Dr Ngo Thi Hoa, the leader of this collaboration in Vietnam and Oxford says: “The use of antibiotics in agriculture contributes substantially to the development of antibiotic resistant bacteria; particularly in E. coli - a type of bacteria that exists normally in humans and animals, but can sometimes cause opportunistic infections. However, we don’t fully understand how frequently bacteria and/or antibiotic resistance genes are transmitted between animals and humans. Results of this collaborative project will shed light on whether genetic factors of E. coli could be associated with their colonisation and spread between animals and humans. It will also tell us about how commonly the bacteria we study are carrying antibiotic resistance genes.”
Antibiotics have revolutionized medicine and saved countless lives. Their discovery represented a quantum leap in the treatment of infectious diseases. Sadly, many bacteria are now resistant to multiple antibiotics, to the extent that resistant strains have become a major public health threat. There is a rising fear that bacterial infections might even become untreatable in the future. Many different factors have contributed to this situation including horizontal resistance gene transfer within and between bacteria species.
An example of how antibiotic resistant bacteria can spread between animals and humans can be found in the case of the antibiotic drug colisitin. Discovered roughly 70 years ago, doctors stopped using colistin in human medicine because it can be highly toxic, but it is still used in veterinary medicine, mostly for treating intestinal infections. Nowadays, in the wake of increasing numbers of severe human infections caused by multidrug-resistant Gram-negative bacteria, colistin has become a key last resort drug. Recently, a plasmid-encoded colistin resistance gene was isolated from an animal-associated E. coli strain, and subsequently found worldwide on multi-resistance plasmids from bacteria isolated from humans, animals, retail meat and environmental samples. This indicated that even colistin, a last-resort antibiotic, is now under threat.

▸ **Exercise prompt**
Reproduce the passage about antibiotic resistance between "An example of" and "now under threat.", inclusive. Rely only on the passage about antibiotic resistance.

▸ **Supplied information**
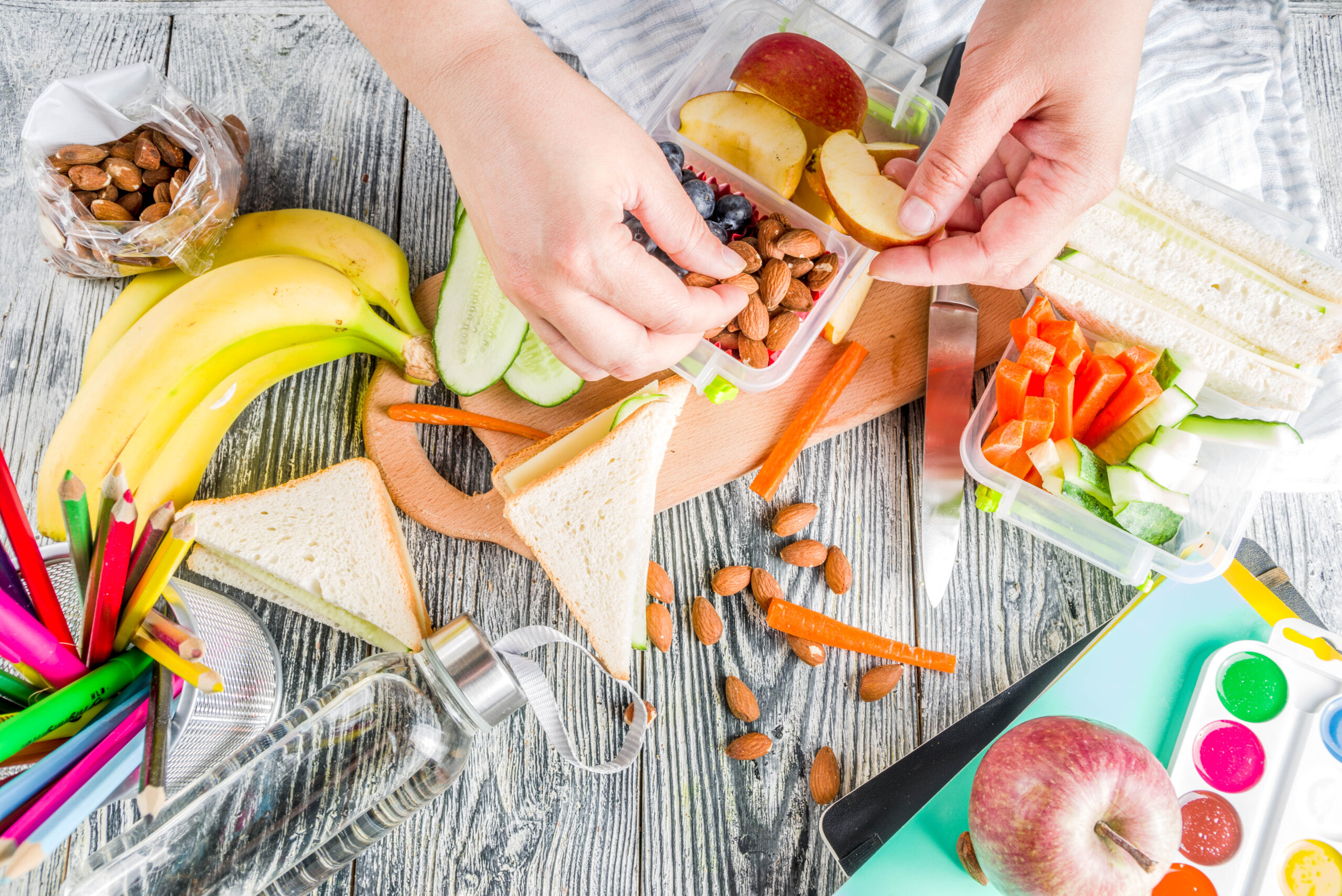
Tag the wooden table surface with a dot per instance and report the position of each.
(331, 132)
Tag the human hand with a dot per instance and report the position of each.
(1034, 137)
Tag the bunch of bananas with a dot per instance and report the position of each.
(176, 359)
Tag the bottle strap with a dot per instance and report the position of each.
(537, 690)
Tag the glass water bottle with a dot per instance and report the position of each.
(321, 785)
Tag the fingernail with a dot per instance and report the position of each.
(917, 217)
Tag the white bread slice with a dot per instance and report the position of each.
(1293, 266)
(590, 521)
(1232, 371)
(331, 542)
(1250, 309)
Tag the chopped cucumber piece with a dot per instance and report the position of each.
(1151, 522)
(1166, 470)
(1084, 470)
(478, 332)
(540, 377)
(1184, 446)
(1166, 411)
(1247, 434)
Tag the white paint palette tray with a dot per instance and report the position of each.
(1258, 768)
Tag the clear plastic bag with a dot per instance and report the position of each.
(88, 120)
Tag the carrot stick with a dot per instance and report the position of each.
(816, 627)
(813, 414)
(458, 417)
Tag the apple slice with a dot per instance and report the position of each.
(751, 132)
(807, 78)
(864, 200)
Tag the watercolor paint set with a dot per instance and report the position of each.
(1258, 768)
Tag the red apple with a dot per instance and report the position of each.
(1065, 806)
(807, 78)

▸ **Task result**
An example of how antibiotic resistant bacteria can spread between animals and humans can be found in the case of the antibiotic drug colisitin. Discovered roughly 70 years ago, doctors stopped using colistin in human medicine because it can be highly toxic, but it is still used in veterinary medicine, mostly for treating intestinal infections. Nowadays, in the wake of increasing numbers of severe human infections caused by multidrug-resistant Gram-negative bacteria, colistin has become a key last resort drug. Recently, a plasmid-encoded colistin resistance gene was isolated from an animal-associated E. coli strain, and subsequently found worldwide on multi-resistance plasmids from bacteria isolated from humans, animals, retail meat and environmental samples. This indicated that even colistin, a last-resort antibiotic, is now under threat.